** Opening SELECTED TEXT block **
CBD Savanaket MPTaylor

The Government has helped boost family planning across the country, including in remote areas through training community based distributors of reproductive health care kit.

The Ministry of Health chairs the Health Sector Working Group. Japan and the World Health Organisation are Co-Chairs.

Key health outcomes and output indicators show progress, in particular in the area of maternal & child health and nutrition:

  1. Maternal and Child Health: The 2015 Lao Census Report shows the Maternal Mortality Ratio at 206 per 100,000 live births; mortality rate amongst children under 5 years of age was 86 per 1,000 live births; and 57 per 1,000 live births amongst children less than 1 year old.  These figures show a declining trend, compared to data from previous reports. The national average of DPT-HepB coverage is at 67%;
  2. Nutrition: The latest Nutrition Survey showed that the ratio of child malnutrition (stunting- low height for age) was reduced to 36 % in 2015 from 44% year 2011/12.

The National Nutrition Strategy to 2025 and Plan of Action 2016-2020 (NNSPA) has been implemented at the central and sub-national levels, then progress and outcomes were confirmed in the 2nd Nutrition Forum on 17th Nov 2016 as pre-consultation for the RTIM. The Forum also emphasized the importance of multi-sectoral coordination which is required for an effective convergent approach and for scaling up nutrition interventions, for joint implementation of actions, for funds allocation, monitoring, evaluation and reporting.

Vision and Priorities

The sector’s strategy by 2020 defined in the 8th Five-Year Health Sector Development Plan (2016-2020) is “To ensure good health with thorough and equitable access to good health services for all citizens who understand their own health care and the comprehensive health sector reform”, towards reaching Universal Health Coverage by 2025 and health SDG by 2030.

The sector’s goal by 2020 is to improve access to basic health services and financial protection by implementing Health Sector Reform Phase II (2016-2020).

The five priority areas to achieve the sector’s goal and vision are:

  1. Human Resources for Health;
  2. Health Financing;
  3. Governance, organization and management;
  4. Service delivery and hospital management; and
  5. Health information system (HIS).

Expected key outcomes of each priority area are:

  1. Health Centres will have at least mid-level health workers including at least one midwife;
  2. Increased coverage of the health insurance to 80%;
  3. Reorganize health SWG and sector coordination mechanisms in line with the priority areas of Health Sector Reform; strengthen Public-Private-Partnership (PPP) implementation;
  4. Define, deliver and expand health service package nationwide; and
  5. Further strengthen HIS by introducing ICT system.
** Closing SELECTED TEXT block **
** Opening EXCERPTED DATA block **
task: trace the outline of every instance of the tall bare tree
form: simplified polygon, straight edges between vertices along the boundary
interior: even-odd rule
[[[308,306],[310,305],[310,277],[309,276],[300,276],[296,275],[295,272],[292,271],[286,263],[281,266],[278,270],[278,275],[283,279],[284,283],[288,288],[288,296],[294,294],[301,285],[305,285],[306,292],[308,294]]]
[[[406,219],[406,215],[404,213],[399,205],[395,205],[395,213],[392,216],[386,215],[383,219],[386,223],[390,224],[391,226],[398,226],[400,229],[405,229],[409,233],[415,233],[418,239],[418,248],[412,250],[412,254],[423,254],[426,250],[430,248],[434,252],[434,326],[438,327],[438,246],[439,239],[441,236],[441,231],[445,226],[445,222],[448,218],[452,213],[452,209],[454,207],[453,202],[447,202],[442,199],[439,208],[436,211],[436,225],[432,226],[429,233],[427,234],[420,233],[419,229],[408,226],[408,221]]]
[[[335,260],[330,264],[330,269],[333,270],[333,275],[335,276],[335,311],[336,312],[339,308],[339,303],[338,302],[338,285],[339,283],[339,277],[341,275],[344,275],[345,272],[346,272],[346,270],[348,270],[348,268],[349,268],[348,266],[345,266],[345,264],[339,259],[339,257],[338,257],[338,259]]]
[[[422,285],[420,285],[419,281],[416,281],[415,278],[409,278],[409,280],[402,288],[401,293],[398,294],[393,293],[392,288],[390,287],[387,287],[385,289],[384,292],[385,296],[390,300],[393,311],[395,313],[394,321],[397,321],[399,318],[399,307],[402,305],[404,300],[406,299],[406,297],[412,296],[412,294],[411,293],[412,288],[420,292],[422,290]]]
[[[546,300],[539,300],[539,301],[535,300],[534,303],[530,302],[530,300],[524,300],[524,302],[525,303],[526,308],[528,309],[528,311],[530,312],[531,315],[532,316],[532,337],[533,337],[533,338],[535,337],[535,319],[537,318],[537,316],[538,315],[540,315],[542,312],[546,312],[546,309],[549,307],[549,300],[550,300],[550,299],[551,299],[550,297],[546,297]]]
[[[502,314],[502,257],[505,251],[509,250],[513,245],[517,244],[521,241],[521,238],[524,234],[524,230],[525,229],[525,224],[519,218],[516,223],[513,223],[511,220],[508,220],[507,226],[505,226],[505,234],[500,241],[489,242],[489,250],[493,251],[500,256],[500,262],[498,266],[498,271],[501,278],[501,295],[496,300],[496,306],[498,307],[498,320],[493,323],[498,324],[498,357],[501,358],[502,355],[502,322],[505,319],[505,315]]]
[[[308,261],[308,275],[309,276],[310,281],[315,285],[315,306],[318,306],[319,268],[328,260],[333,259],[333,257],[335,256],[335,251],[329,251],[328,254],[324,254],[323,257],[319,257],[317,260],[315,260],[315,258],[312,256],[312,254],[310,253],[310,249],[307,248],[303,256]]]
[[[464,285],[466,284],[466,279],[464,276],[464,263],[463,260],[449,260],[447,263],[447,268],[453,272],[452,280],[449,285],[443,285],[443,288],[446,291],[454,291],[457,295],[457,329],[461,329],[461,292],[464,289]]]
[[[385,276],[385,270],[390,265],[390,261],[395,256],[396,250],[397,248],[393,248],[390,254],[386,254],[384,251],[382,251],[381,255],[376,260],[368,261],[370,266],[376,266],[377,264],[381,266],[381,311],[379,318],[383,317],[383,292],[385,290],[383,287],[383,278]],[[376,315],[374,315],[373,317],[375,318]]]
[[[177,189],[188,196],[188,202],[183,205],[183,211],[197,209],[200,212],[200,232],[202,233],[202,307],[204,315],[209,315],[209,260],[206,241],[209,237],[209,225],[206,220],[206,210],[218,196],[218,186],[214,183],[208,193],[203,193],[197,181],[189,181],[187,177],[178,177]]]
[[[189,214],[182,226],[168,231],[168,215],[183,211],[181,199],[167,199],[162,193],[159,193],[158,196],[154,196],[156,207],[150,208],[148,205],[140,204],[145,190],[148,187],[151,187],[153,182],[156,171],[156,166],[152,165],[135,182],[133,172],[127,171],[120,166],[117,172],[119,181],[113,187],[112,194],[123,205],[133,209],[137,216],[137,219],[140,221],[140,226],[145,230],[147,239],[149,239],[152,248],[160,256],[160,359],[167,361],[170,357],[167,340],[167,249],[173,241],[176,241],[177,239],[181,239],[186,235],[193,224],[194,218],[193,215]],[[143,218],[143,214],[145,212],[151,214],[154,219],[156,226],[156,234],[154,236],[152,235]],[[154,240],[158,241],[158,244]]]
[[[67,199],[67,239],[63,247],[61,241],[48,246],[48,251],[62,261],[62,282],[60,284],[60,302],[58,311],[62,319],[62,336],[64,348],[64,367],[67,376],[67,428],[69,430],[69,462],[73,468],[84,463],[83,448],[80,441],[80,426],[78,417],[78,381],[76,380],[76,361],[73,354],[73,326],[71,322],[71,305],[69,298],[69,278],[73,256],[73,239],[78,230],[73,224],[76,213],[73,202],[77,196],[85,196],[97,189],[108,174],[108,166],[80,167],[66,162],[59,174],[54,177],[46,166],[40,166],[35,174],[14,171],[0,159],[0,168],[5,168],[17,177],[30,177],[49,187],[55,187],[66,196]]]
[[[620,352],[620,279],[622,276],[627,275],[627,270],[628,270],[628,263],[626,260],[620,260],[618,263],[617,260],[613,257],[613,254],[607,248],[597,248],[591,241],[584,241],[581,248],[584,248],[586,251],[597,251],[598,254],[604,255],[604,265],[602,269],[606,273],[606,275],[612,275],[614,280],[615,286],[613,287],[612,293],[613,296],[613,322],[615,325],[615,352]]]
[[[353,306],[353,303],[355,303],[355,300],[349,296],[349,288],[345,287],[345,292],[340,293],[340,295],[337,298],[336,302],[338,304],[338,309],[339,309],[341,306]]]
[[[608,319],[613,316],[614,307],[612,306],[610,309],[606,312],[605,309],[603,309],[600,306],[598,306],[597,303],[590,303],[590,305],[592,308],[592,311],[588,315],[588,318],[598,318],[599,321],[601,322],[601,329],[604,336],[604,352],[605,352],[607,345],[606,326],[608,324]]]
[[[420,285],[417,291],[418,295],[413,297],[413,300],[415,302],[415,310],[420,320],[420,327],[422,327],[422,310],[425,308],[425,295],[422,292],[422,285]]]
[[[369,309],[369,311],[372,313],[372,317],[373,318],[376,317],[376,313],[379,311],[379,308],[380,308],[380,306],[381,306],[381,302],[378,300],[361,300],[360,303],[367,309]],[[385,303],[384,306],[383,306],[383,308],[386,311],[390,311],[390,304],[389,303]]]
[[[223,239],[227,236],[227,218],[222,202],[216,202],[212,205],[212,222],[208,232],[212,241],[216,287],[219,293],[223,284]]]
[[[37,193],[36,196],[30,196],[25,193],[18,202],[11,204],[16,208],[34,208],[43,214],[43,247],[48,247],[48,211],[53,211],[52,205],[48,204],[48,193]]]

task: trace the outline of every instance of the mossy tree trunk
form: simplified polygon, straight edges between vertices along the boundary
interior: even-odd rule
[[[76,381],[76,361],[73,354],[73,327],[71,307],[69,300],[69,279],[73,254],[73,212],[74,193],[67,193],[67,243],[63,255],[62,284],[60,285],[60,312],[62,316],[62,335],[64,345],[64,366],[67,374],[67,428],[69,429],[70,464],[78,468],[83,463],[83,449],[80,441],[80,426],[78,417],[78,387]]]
** Closing EXCERPTED DATA block **
BRIEF A
According to the health sector text, what was the ratio of child stunting in 2015?
BRIEF B
Copy out the part of the health sector text from "The five priority" to "information system (HIS).", word for word.
Rely only on the health sector text for this, not on the records.

TASK RESULT A
Child stunting was reduced to 36% in 2015, down from 44% in 2011/12.

TASK RESULT B
The five priority areas to achieve the sector’s goal and vision are:

  1. Human Resources for Health;
  2. Health Financing;
  3. Governance, organization and management;
  4. Service delivery and hospital management; and
  5. Health information system (HIS).